=== Excerpt to read ===

New Weapon targets enemy ships, small boats and other threats from areas beyond more immediate "line-of-sight"

By Kris Osborn - Warrior Maven

The US Navy is arming its entire fleet of Littoral Combat Ships and emerging Frigates with a new high-speed, highly maneuverable long-range ship fired missile designed to track and destroy enemy ships in open sea warfare.

The Naval Strike Missile weapon, able to travel on a range of attack trajectories for improved effectiveness, will be operation by 2021, Navy officials said.

“It will enable long range surface strike” Naval Sea Systems Command spokesman Alan Baribeau told Warrior Maven.

Integrating this weapon is a key element of a broader Navy strategic shift, in place now for several years, intended to better arm the LCS for more substantial maritime warfare missions than those for which it was originally intended - due to the rapid rise of advanced near-peer threats. Called the Over-the-Horizon Weapons System, the NSM is intended to add greatly enhanced offensive land and sea attack possibilities.

=== Provided records ===

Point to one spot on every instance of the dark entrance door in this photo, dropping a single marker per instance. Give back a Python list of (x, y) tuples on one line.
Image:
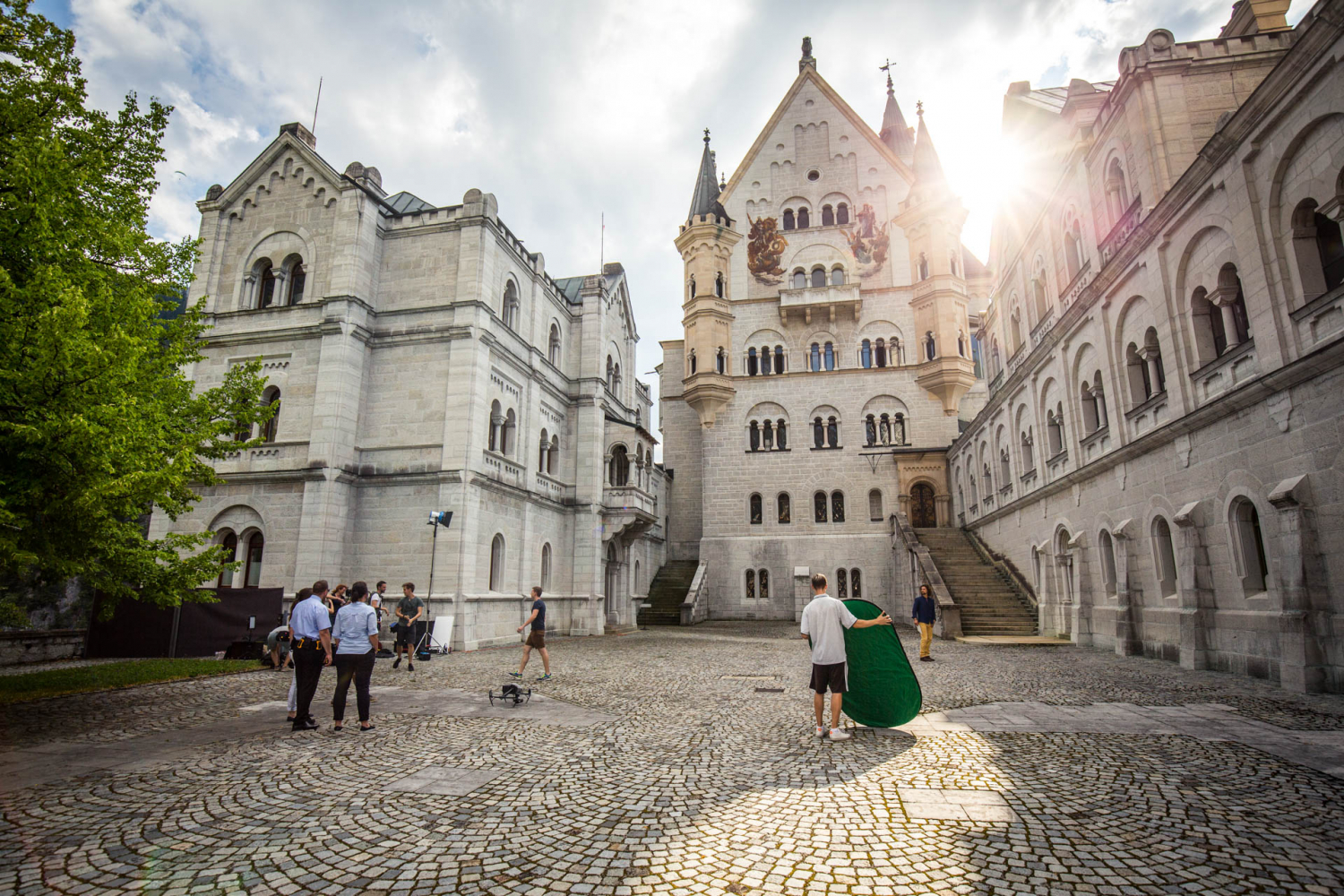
[(922, 513)]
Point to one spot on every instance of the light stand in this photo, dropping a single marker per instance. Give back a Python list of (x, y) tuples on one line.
[(435, 519)]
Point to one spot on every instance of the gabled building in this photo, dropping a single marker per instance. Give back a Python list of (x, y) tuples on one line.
[(422, 359)]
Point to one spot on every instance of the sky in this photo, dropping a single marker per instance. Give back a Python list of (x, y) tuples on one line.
[(570, 110)]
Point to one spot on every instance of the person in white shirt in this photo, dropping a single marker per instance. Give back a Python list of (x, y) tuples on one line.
[(355, 637), (824, 619)]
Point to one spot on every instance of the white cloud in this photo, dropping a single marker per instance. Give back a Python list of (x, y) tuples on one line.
[(570, 110)]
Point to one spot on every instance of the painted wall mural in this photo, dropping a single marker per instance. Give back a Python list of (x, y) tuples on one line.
[(868, 242), (765, 249)]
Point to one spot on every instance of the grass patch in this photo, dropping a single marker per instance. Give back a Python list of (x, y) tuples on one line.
[(108, 676)]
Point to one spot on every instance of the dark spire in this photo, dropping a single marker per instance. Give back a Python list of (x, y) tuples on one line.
[(926, 166), (895, 132), (704, 201)]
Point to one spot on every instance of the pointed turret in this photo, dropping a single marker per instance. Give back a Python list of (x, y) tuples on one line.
[(895, 132), (704, 201)]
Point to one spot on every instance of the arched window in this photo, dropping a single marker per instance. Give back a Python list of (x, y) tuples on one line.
[(297, 280), (620, 469), (1247, 546), (1073, 247), (252, 575), (271, 427), (226, 576), (1107, 562), (1319, 249), (511, 306), (496, 425), (508, 435), (497, 563), (1164, 557)]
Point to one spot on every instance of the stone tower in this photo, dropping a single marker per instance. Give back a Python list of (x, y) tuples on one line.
[(706, 241), (932, 218)]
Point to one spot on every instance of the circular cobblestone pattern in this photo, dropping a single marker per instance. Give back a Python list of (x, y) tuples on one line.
[(701, 785)]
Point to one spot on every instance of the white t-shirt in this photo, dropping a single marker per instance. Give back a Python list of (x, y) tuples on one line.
[(825, 619)]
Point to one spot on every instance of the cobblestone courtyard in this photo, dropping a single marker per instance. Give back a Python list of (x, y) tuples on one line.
[(659, 767)]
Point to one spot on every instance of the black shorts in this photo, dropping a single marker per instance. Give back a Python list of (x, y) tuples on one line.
[(828, 676)]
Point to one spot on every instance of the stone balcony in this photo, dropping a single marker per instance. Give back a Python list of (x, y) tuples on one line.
[(809, 300)]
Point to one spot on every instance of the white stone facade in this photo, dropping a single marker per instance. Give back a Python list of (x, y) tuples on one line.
[(816, 155), (1160, 450), (429, 363)]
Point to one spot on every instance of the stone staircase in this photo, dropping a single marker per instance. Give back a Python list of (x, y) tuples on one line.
[(667, 591), (988, 603)]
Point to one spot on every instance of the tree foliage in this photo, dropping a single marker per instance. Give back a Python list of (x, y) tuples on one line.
[(99, 418)]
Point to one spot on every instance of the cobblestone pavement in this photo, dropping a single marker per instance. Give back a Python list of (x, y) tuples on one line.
[(674, 774)]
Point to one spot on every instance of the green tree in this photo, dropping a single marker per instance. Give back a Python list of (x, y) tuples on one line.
[(99, 419)]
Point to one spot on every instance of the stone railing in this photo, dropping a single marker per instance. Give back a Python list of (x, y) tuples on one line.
[(1121, 231), (948, 624), (696, 605)]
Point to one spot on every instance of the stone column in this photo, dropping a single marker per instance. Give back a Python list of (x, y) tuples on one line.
[(1300, 656), (1126, 633), (1195, 589)]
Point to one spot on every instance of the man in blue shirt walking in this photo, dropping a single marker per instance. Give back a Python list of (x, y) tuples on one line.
[(924, 614)]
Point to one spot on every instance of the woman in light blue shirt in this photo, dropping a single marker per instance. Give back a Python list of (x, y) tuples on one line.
[(355, 640)]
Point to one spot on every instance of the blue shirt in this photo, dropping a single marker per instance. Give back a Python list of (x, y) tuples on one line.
[(309, 616), (354, 624)]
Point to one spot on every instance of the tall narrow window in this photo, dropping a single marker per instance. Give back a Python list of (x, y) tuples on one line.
[(497, 563), (226, 576), (255, 546)]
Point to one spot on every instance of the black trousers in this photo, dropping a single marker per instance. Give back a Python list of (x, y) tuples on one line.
[(308, 669), (360, 668)]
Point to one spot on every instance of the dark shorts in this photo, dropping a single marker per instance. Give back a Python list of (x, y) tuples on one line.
[(828, 676)]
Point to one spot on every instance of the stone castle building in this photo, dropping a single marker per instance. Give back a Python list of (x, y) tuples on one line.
[(422, 359), (1160, 452), (828, 354)]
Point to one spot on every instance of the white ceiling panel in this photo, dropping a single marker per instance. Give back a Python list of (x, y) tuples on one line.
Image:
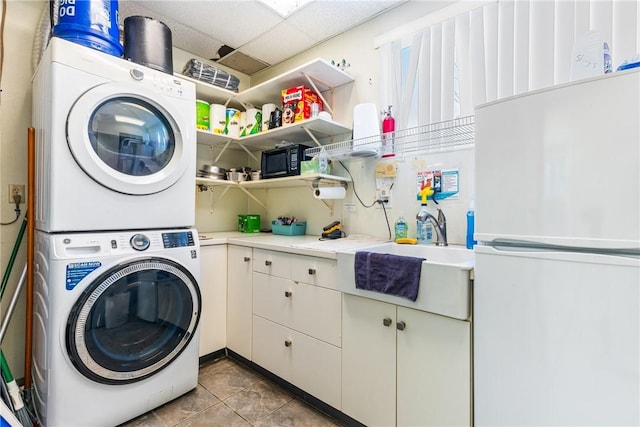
[(281, 42), (322, 22), (202, 27)]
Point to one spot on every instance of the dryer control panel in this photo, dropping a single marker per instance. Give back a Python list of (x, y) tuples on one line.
[(178, 239)]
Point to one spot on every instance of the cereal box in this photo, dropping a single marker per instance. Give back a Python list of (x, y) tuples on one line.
[(296, 104)]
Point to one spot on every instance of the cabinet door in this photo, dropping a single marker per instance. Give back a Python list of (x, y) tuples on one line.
[(369, 360), (213, 287), (307, 363), (434, 370), (239, 287), (306, 308), (273, 263), (315, 271)]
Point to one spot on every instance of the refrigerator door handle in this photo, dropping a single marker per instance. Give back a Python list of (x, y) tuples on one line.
[(515, 245)]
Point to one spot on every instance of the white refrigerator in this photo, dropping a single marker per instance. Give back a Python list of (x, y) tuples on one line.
[(556, 309)]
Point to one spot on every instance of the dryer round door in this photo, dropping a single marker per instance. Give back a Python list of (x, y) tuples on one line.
[(127, 141), (133, 320)]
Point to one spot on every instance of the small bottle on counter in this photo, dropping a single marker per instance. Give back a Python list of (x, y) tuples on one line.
[(471, 225), (400, 228), (424, 227)]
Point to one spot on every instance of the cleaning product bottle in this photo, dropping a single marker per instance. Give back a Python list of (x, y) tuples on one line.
[(388, 128), (401, 228), (471, 225), (423, 225)]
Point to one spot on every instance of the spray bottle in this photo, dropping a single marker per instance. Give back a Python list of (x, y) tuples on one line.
[(388, 128), (471, 226), (400, 228), (423, 225)]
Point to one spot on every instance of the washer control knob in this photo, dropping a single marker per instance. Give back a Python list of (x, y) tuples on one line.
[(140, 242), (136, 73)]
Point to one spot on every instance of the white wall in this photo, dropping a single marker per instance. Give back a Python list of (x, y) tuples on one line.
[(356, 46), (214, 213), (15, 113)]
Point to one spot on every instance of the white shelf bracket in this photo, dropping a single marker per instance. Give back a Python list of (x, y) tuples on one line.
[(223, 150), (212, 201), (248, 193), (248, 152), (312, 136)]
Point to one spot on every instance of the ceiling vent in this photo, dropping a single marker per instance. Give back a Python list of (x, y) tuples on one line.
[(241, 62)]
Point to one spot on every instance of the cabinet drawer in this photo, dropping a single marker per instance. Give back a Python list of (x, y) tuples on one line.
[(273, 263), (310, 364), (239, 285), (315, 271), (306, 308)]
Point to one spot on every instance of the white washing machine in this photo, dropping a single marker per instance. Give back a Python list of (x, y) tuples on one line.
[(115, 324), (115, 143)]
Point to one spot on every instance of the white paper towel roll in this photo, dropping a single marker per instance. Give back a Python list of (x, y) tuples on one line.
[(217, 118), (330, 193)]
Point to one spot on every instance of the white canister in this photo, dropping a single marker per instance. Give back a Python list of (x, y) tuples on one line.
[(217, 118), (252, 121), (232, 126), (243, 117), (267, 109)]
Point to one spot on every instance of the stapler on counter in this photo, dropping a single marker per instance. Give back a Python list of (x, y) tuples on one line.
[(332, 231)]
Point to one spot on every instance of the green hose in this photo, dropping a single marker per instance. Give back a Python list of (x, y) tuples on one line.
[(6, 373), (14, 253)]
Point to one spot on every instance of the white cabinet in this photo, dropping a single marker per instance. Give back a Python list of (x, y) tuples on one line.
[(239, 289), (297, 322), (213, 290), (404, 367)]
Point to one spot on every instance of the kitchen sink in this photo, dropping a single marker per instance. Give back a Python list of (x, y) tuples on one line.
[(445, 278)]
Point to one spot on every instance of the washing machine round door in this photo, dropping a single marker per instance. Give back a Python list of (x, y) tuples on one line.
[(124, 139), (133, 321)]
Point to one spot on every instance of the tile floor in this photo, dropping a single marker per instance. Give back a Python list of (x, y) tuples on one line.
[(231, 394)]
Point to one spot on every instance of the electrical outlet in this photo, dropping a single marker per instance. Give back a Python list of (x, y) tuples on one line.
[(385, 196), (16, 189)]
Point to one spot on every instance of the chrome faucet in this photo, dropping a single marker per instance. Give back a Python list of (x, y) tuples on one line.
[(440, 225)]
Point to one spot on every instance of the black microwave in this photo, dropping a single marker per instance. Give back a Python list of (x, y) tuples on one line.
[(283, 161)]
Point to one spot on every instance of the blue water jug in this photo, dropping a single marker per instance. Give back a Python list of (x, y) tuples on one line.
[(91, 23)]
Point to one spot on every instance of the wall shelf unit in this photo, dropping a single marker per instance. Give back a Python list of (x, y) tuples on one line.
[(451, 135), (297, 132), (310, 180), (318, 74)]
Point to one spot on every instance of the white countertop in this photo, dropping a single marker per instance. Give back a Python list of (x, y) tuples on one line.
[(303, 245)]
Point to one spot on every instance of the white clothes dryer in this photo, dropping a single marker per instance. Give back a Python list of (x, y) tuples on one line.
[(115, 143), (115, 324)]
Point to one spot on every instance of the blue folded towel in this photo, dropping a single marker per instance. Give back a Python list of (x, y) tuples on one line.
[(389, 274)]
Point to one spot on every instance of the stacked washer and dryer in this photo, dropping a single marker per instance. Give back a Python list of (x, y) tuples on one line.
[(117, 262)]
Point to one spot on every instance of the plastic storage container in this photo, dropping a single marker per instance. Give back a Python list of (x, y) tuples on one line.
[(295, 229), (91, 23)]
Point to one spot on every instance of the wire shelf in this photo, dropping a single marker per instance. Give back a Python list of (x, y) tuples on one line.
[(444, 136)]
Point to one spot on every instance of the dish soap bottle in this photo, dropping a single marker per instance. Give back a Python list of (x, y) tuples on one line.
[(423, 225), (471, 225), (401, 228)]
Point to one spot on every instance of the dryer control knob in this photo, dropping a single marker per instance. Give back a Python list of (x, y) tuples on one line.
[(140, 242), (136, 73)]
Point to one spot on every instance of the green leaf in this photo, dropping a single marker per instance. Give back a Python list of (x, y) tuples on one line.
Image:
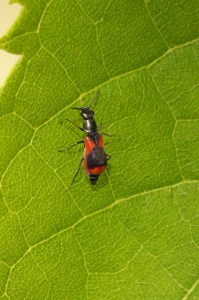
[(135, 234)]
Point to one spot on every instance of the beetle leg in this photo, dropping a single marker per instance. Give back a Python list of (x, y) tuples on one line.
[(80, 142), (76, 172)]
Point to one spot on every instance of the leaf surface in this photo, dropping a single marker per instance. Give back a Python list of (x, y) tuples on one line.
[(135, 234)]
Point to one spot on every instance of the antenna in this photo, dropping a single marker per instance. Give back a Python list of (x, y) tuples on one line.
[(95, 98)]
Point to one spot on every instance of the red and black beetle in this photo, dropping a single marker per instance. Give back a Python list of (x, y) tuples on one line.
[(95, 158)]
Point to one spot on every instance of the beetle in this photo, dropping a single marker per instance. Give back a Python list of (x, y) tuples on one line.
[(95, 158)]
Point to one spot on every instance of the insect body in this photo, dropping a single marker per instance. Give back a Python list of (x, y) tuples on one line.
[(95, 158)]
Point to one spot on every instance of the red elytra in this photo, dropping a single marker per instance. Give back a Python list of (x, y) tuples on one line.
[(95, 158)]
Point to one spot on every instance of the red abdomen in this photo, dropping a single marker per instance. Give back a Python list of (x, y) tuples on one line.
[(95, 159)]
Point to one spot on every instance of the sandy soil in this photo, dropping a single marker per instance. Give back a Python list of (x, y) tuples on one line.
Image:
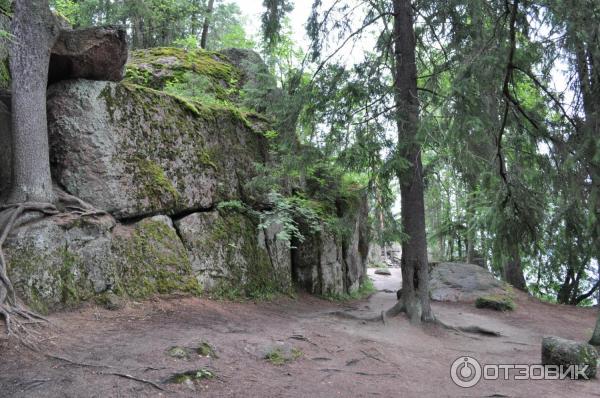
[(340, 357)]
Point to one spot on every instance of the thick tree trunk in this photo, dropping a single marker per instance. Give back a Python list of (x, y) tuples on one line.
[(35, 30), (596, 336), (415, 269), (206, 25), (513, 272)]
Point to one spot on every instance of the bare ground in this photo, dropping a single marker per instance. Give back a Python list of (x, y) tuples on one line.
[(340, 357)]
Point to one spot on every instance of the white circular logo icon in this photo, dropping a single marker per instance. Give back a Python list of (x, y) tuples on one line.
[(465, 372)]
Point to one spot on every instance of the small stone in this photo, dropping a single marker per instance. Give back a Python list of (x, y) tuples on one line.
[(178, 352), (559, 351), (383, 271), (111, 301)]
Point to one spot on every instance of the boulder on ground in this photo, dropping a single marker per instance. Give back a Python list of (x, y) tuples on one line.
[(495, 302), (463, 282), (97, 53), (137, 152), (559, 351), (61, 260), (64, 259)]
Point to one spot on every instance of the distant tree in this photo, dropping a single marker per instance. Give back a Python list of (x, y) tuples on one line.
[(206, 25), (272, 20), (596, 336)]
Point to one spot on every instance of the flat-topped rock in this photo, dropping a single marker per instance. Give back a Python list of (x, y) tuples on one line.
[(97, 53), (463, 282)]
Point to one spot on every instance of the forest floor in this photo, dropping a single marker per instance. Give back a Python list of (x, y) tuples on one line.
[(331, 356)]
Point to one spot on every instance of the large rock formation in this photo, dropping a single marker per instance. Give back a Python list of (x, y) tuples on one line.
[(318, 264), (135, 152), (61, 260), (332, 262), (227, 253), (97, 53), (176, 177)]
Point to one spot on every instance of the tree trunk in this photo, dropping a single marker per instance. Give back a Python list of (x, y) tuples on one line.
[(596, 336), (513, 272), (415, 269), (35, 30), (206, 25)]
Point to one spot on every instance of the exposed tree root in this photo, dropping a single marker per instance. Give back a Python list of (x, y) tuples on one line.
[(16, 316), (107, 372)]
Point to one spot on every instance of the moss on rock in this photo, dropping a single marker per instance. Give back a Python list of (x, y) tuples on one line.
[(158, 68), (151, 260)]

===

> Things to do:
**1.** Quote the missile article from "The US Navy" to "told Warrior Maven.".
**2.** Using the missile article, decide whether each statement agrees with it, answering yes or no and quoting the words that settle it.
(a) The Navy is arming only some of its Littoral Combat Ships with the new missile.
(b) The NSM is called the Over-the-Horizon Weapons System.
(c) Alan Baribeau is a spokesman for Naval Sea Systems Command.
**3.** According to the missile article, what has driven the Navy's strategic shift toward arming the LCS for more substantial maritime warfare missions?

> The results:
**1.**
The US Navy is arming its entire fleet of Littoral Combat Ships and emerging Frigates with a new high-speed, highly maneuverable long-range ship fired missile designed to track and destroy enemy ships in open sea warfare.

The Naval Strike Missile weapon, able to travel on a range of attack trajectories for improved effectiveness, will be operation by 2021, Navy officials said.

“It will enable long range surface strike” Naval Sea Systems Command spokesman Alan Baribeau told Warrior Maven.

**2.**
(a) No: "arming its entire fleet of Littoral Combat Ships"
(b) Yes: "Called the Over-the-Horizon Weapons System, the NSM"
(c) Yes: "Naval Sea Systems Command spokesman Alan Baribeau"

**3.** The rapid rise of advanced near-peer threats.